Start of Study text
Bertrand Lavier
Medley

Bertrand Lavier
Medley

KEWENIG

Bertrand Lavier, Walt Disney Productions 1947 – 2013, No 9, 2013. 
Courtesy Kewenig, Berlin. Photo: Rebecca Fanuele.
April 28, 2014

Bertrand Lavier
Medley

May 2–July 19, 2014

Opening: May 2, 6–9pm
In the presence of the artist

Kewenig
Brüderstr. 10
D-10178 Berlin

gallery [​at​] kewenig.com

www.kewenig.com

Kewenig is pleased to announce its first solo exhibition with Bertrand Lavier (b. 1949, Châtillon-sur-Seine) in Berlin.

Bertrand Lavier is one of the most inventive and influential French artists of his generation. Since the 1970s he dealt conceptually with the notion of reality and its representations and later on broached the issue of the relationship between art and reality, investigating the mechanisms that can transform daily objects or borrowed elements from art history and pop culture into art. Lavier became well known for blurring the line between painting and sculpture by thickly coating everyday objects with acrylic paint and thus turning these still operational and clearly identifiable objects into artworks. His “objets paints” which he created since the 1980s are always Janus-faced—they refer both to the painted image of an object and to its real identity. They are an ongoing reflection of painting and short-circuit stereotypes in connection with painting. Similar to his assembled pieces, in which Lavier combines industrial objects like a fridge with a Ferrari into a new entity, he provokes questions about artistic creation and authorship.

Not formally trained in art, Lavier studied at the School of Horticulture in Versailles, where he discovered his interest in hybridization: “If you combine an orange with a mandarin, you get a tangerine. It’s really a fifty-fifty mix of the two fruits. When I paint a piano or put a fridge on a safe, the result seems to float between two separate things. Under the layers of paint is the real piano, but you can also concentrate on the paint as paint. One could say that my works are like tangerines.”

None of Lavier’s works, though, are regarded as finished. An exhibition is an opportunity for him to revive his concepts: “I make exhibitions—I don’t produce images, I don’t have a studio.” Rather than inventing objects he conceptually repositions them, giving them at the same time a rematerialization that distinguishes him from the classical Conceptualist approach of the dematerialization of objects.
End of Study text
Start of Source material
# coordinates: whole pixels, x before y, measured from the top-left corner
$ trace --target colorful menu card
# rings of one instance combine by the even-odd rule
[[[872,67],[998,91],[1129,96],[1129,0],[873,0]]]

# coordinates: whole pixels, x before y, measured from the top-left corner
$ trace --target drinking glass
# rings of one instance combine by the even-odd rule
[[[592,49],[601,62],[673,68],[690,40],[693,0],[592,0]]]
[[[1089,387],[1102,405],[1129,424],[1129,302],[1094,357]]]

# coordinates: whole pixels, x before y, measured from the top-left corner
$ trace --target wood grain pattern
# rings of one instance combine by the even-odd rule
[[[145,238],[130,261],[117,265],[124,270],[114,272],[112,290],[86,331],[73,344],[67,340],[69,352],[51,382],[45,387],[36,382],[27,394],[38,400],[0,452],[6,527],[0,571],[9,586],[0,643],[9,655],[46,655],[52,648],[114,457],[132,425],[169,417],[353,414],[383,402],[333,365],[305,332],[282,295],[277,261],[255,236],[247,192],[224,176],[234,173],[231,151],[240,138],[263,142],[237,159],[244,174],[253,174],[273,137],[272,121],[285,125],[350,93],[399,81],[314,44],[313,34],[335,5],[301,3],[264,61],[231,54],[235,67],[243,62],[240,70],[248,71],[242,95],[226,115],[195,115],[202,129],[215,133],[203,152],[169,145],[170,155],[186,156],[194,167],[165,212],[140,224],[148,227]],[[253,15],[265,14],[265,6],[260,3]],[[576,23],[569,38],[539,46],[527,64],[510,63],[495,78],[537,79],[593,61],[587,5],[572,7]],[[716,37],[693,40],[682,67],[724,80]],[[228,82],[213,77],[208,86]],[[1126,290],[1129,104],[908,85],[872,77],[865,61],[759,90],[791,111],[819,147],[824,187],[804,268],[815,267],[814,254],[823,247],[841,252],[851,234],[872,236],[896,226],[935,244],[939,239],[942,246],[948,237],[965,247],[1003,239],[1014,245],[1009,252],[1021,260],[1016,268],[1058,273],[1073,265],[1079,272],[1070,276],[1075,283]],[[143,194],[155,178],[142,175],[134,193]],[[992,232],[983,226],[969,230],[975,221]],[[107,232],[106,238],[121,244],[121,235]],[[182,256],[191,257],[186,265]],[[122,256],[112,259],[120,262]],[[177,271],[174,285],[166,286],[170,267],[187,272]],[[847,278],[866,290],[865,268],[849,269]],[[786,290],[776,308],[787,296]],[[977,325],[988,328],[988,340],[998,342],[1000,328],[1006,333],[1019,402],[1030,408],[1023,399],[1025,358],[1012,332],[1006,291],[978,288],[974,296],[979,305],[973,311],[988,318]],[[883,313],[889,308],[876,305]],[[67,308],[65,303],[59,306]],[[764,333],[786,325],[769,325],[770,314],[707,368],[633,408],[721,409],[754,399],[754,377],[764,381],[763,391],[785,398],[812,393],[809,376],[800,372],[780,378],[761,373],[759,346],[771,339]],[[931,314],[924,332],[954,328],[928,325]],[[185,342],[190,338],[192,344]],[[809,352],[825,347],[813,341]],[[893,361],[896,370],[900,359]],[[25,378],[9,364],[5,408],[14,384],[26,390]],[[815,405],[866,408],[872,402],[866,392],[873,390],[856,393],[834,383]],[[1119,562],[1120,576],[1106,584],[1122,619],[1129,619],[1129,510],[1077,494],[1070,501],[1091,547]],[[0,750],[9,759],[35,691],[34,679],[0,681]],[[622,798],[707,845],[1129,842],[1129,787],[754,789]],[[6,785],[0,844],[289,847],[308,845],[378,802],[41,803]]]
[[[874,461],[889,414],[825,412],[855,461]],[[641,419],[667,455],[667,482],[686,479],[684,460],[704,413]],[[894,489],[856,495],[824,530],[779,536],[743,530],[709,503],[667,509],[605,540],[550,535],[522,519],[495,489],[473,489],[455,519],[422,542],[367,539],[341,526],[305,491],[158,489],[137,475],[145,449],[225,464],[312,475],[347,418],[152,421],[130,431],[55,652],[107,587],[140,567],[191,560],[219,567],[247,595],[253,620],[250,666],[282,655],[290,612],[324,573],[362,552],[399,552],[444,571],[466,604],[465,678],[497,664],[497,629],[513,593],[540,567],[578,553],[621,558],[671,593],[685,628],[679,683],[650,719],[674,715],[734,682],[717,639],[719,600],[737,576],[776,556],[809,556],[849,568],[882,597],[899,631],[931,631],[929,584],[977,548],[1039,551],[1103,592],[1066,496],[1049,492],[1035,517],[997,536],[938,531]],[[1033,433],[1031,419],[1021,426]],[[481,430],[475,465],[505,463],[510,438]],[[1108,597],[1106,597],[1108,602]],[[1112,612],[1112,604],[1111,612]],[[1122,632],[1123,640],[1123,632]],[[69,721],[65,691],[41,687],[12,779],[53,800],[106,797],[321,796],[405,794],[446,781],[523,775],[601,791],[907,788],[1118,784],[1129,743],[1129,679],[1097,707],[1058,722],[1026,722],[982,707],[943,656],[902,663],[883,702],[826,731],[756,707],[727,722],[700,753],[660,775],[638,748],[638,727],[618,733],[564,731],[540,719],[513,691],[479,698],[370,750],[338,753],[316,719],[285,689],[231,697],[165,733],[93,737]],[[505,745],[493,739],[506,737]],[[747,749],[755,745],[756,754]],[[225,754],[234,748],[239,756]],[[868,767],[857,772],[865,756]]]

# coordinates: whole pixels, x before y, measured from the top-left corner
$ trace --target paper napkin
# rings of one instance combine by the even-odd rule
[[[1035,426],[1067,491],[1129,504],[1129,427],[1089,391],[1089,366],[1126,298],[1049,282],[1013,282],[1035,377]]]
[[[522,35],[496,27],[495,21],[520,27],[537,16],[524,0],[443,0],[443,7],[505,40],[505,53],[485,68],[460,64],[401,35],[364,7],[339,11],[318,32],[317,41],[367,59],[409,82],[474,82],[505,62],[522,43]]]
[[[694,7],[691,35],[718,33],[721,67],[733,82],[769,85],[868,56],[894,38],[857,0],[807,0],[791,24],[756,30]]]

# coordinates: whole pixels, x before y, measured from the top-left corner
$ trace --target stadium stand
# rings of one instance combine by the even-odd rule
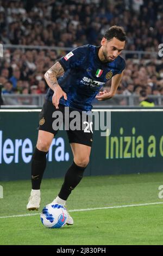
End of Source material
◆ Using the information ◆
(1) According to the Bertrand Lavier text, where did Lavier study?
(2) Extend the Bertrand Lavier text with new material that follows on from its final paragraph.
The records have no connection to the Bertrand Lavier text.

◆ Responses by item number ◆
(1) He studied at the School of Horticulture in Versailles.

(2)
The exhibition Medley brings together major new and historic pieces of his different strategies and systems of display. A grand piano is overpainted with brilliant black and white acrylic paint (Bechstein, 2013), ready to be played. A nickel-plated bronze cast of an Oceanic sculpture resembles both modern and primitive art, and is opposed to a mirror painted with transparent paint. The mirror creates both an artificial and artistic reflection and lets us think of the different levels of perception. Another room shows works of the series “Walt Disney Productions.” Lavier created the first pieces of this series in the 1980s after a cartoon from 1947, which told of Mickey and Minnie’s visit to a museum of modern art. He isolated the narrative’s paintings and sculptures and enlarged them to the presumed format. In doing so, he short-circuited the cycle of representation by making tangible what until then was merely decor and fiction. In the exaggeration of clichéd forms and colors one could immediately recognize the vocabulary of pictorial and sculptural modern art.

Bertrand Lavier lives and works in Paris and Aignay-le-Duc. His work has been exhibited in museums worldwide, including the Centre Pompidou (1991); the Castello di Rivoli in Turin (1996); the Musée National de la Ville de Paris (2005); the Guggenheim Museum, New York (1998); MoMA PS 1, New York (2000); the Mamco Museum of Modern and Contemporary Art in Geneva (2001); the Luigi Pecci Centre for Contemporary Art in Prato (2007); the Villa Medici in Rome (2009), the Musée Hermès in Seoul (2010) and the Musée d’Art Moderne de Saint-Etienne (2011). His work has been included in the dOCUMENTA (1982, 1987), and in the Venice Biennale (1976). The Centre Pompidou honored him with a retrospective show in 2012.